- [TO BE DONE]:
(A) Reproduce the passage from the discussion about the word "queer," starting at "i see what youre" and ending at "lot of people.".
(B) In one to three sentences, explain why Quinoa expects the term "queer" to keep being used, according to the discussion about that word.
::: TEXT PASSAGE :::
By saying aces and aros are specifically not allowed to use the term queer (instead of that the LGBTQ+ community shouldn't be using that term in general), they are basically saying aces and aros are not allowed in the LGBTQ+ community. 

 

i see what youre saying? but there's a fundamental difference between being a part of a nebulously-defined community that isn't very cohesive and reclaiming a word that has been used to degrade specific parts of that nebulously-defined community. it isn't really about not being "oppressed enough". If youre not straight or not cis, you belong in the LGBT community. if youre both cis and het (sexual or romantic) and you use the q-slur, however, you risk appropriating a volatile word that has hurt a lot of people.

 

7 hours ago, Quinoa said:

I see their point that it was once used as a slur, and not everyone who identifies as queer was affected by that. However, the term is now used as an umbrella term for the entire LGBTQ+ community. Until or unless a new umbrella term is introduced, I think the term "queer" will continue to be used. People have made a similar argument about the younger LGBTQ+ generation, which did not receive the same hate as the older LGBTQ+ generation.
::: INFORMATION PROVIDED :::
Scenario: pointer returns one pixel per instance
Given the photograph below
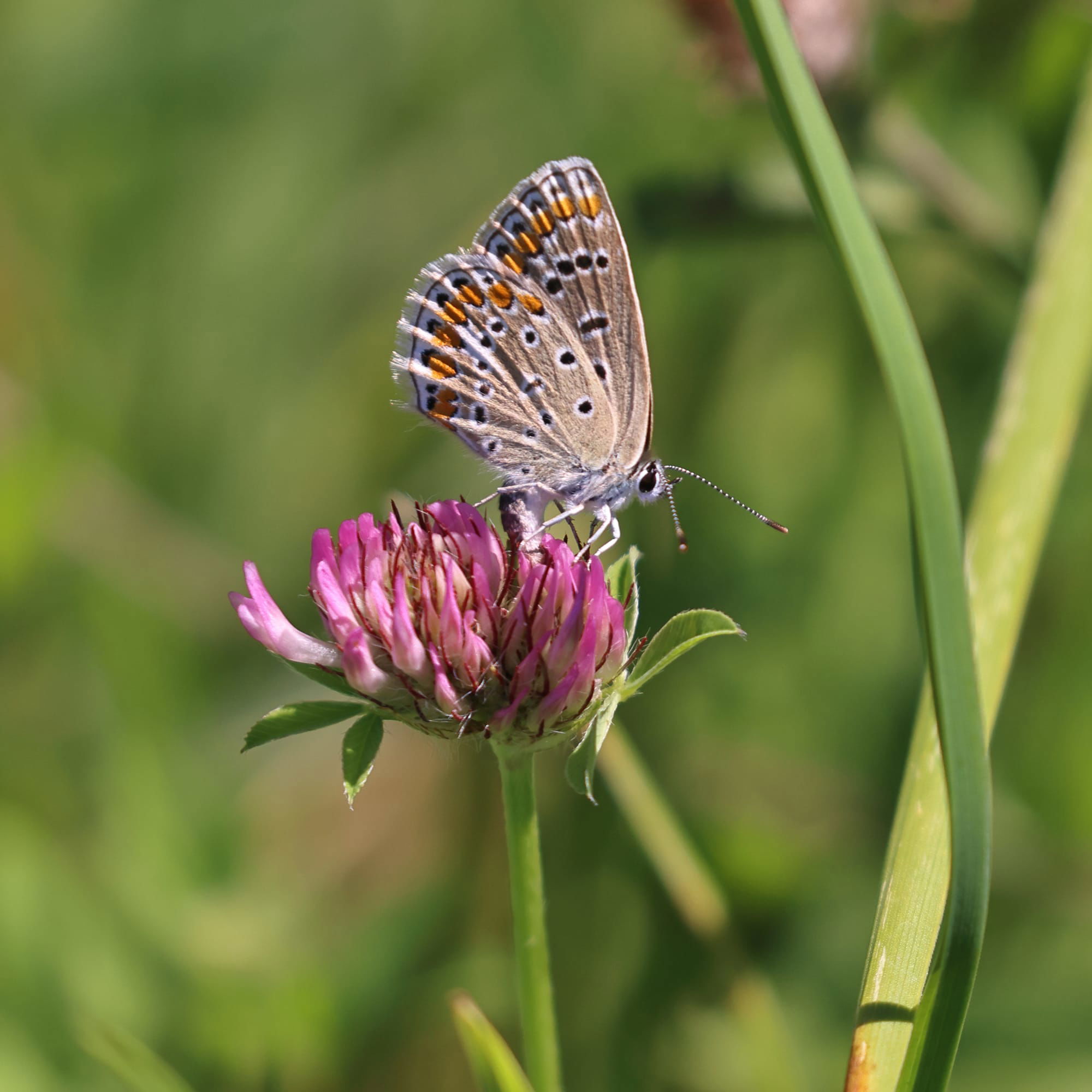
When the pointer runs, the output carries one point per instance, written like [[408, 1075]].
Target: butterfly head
[[654, 483]]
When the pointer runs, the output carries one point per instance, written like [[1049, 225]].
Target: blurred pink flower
[[441, 626]]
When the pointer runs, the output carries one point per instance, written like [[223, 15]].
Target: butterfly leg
[[604, 518], [615, 536]]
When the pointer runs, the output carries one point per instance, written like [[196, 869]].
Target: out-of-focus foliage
[[209, 215]]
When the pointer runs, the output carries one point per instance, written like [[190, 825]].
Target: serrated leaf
[[325, 678], [302, 717], [580, 767], [622, 577], [360, 747], [491, 1059], [680, 636]]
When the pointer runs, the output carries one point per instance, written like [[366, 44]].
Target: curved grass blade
[[491, 1059], [935, 517], [1043, 390], [687, 879]]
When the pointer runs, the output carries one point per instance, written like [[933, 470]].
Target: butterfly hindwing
[[473, 342], [559, 230]]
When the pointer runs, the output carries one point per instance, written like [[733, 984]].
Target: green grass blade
[[687, 879], [1043, 389], [935, 518], [491, 1059]]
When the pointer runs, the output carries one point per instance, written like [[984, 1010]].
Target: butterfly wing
[[481, 354], [559, 231]]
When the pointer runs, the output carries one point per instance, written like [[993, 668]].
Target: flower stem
[[542, 1058]]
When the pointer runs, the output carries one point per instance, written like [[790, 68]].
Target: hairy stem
[[542, 1057]]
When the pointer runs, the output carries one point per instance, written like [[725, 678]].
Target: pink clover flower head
[[443, 628]]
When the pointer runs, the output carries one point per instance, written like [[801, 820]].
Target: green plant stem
[[936, 521], [542, 1058], [1043, 390]]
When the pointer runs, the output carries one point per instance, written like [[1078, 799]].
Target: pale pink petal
[[266, 623], [360, 666]]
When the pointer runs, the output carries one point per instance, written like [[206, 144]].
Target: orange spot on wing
[[533, 304], [502, 295], [443, 367], [564, 208], [542, 222], [445, 408], [590, 206]]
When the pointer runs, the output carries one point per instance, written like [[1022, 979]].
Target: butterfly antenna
[[735, 501], [675, 515]]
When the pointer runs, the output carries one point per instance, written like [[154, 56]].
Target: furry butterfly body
[[530, 348]]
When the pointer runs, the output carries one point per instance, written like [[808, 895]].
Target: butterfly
[[530, 348]]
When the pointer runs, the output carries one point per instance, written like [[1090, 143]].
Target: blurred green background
[[209, 216]]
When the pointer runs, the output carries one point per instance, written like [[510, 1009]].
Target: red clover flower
[[440, 626]]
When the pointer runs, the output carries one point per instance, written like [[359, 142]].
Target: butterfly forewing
[[531, 348], [472, 342], [559, 230]]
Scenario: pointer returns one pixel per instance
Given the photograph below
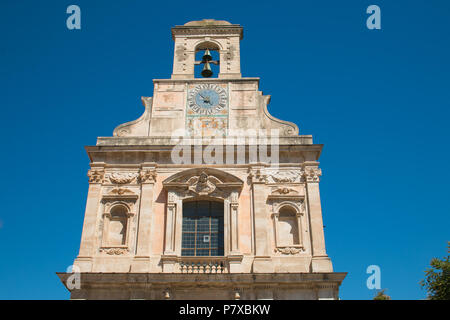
:::
- [COMPLETED EXERCISE]:
(A)
i see what youre saying? but there's a fundamental difference between being a part of a nebulously-defined community that isn't very cohesive and reclaiming a word that has been used to degrade specific parts of that nebulously-defined community. it isn't really about not being "oppressed enough". If youre not straight or not cis, you belong in the LGBT community. if youre both cis and het (sexual or romantic) and you use the q-slur, however, you risk appropriating a volatile word that has hurt a lot of people.

(B) Quinoa points out that "queer" is now used as an umbrella term for the entire LGBTQ+ community. Until or unless a new umbrella term is introduced, Quinoa thinks it will continue to be used.